■ Required task ■
Reproduce the material below, replacing every "one per line" with "each on its own line" and leaving everything else unchanged.

(Entries from a point annotation set)

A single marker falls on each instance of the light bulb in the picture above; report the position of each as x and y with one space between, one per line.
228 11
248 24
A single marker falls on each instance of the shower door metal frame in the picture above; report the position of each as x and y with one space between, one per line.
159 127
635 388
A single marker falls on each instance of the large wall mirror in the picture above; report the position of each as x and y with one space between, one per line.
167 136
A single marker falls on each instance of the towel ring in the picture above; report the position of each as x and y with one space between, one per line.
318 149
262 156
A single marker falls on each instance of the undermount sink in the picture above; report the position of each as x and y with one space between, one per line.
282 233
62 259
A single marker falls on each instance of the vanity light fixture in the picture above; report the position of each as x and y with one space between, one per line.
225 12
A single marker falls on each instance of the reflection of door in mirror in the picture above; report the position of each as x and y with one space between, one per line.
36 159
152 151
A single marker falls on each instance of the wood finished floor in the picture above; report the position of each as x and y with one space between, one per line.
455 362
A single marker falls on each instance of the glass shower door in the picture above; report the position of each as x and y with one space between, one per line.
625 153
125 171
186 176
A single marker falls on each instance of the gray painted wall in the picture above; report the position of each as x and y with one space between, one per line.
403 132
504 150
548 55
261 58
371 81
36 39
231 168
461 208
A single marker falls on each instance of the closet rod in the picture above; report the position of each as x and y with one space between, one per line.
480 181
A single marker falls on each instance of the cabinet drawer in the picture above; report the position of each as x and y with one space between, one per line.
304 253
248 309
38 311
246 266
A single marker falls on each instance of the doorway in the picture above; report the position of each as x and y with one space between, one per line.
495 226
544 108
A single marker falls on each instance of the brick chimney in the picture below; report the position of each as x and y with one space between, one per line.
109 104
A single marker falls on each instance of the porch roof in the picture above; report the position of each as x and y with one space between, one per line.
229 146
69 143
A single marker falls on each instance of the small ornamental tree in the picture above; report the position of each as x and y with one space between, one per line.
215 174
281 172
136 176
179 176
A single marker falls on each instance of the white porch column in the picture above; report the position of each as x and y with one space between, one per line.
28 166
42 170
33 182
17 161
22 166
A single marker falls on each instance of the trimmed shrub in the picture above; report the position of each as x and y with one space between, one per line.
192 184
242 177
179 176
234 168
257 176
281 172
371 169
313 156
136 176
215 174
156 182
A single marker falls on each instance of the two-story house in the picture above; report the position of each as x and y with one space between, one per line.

■ Exercise output ■
A single marker falls on each instance of the light bulb in the picture above; report the position of each as x and y with one space between, each on its own line.
228 11
248 24
A single marker falls on each instance of the shower door metal frame in the picture above; report the position of each as x and y with one space between, each on its own line.
159 127
635 388
A single marker falls on each instance of the large wall mirror in the picture above; report the position of each as x and y with one space between, each on its own line.
167 136
A single marker falls on each instance of the towel ring in the picture above; report the position of each as x and y with one space between, each on its own line.
318 149
262 156
A single marker falls on each instance of the undermount sink in the picture above; report the position of each as x and y with one space between, each on its own line.
282 233
62 259
A single marker falls on each instance of the vanity light fixture in the picture above; report the position of each as x and y with one space between, each on its own line.
225 12
A single marker falls on each instance of the reflection of door in mirror in the picture above; report the position of each as x and y with one space between, each on its own line.
36 159
152 151
A single marker falls on each instance of the wood finished floor in the picture above; report the position of each as x and y with one space between, each on its own line.
455 362
A single marker falls on each instance of the glass shower door in the picture above; report the position of each as x and y with one space between, each on its own line.
625 153
125 171
186 176
A single marker falls on each instance of the gray painted wall in the picture above; report the position of each as x and y with one space between, each on its own line.
403 132
504 150
548 55
261 58
371 81
36 39
231 168
461 208
A single marker falls on each instance of the closet rod in the picture above; report the position of each as x and y with one space between, each on its own line.
480 181
A single marker falls on each instance of the cabinet drawer in the picture above; report the position of each as x and y with one space between, each on its own line.
304 253
248 309
38 311
246 266
A single marker falls on each instance of the doorway in the picture above; report the position of each as x and y with one space between, each on its own line.
495 226
544 108
A single marker falls on each instance of the brick chimney in the picture below; report the position of each as x and y with one space between, each on its own line.
109 104
A single marker falls on each instance of the porch roof in the picture above; report the position of each as x and y with one space between, each on its own line.
229 146
69 143
A single marker falls on each instance of the small ornamental tree in the picture above; report the position of each as x and y with one space between, each on its own line.
215 174
281 172
136 176
179 176
A single marker falls on each instance of the white porch column in the picture above; report the position of each as x and y with one space between, each on its own line.
28 166
42 170
33 182
17 161
22 166
A single marker falls on each instance of the trimmed shrub in the picture above; report the position of each as x and y with one space between, each on its own line.
192 184
242 177
179 176
234 168
257 176
281 172
371 169
313 156
136 176
215 174
156 182
A single marker falls on each instance of the two-story house in the picture above; report the position of each as x and y with one space between, each on its own line.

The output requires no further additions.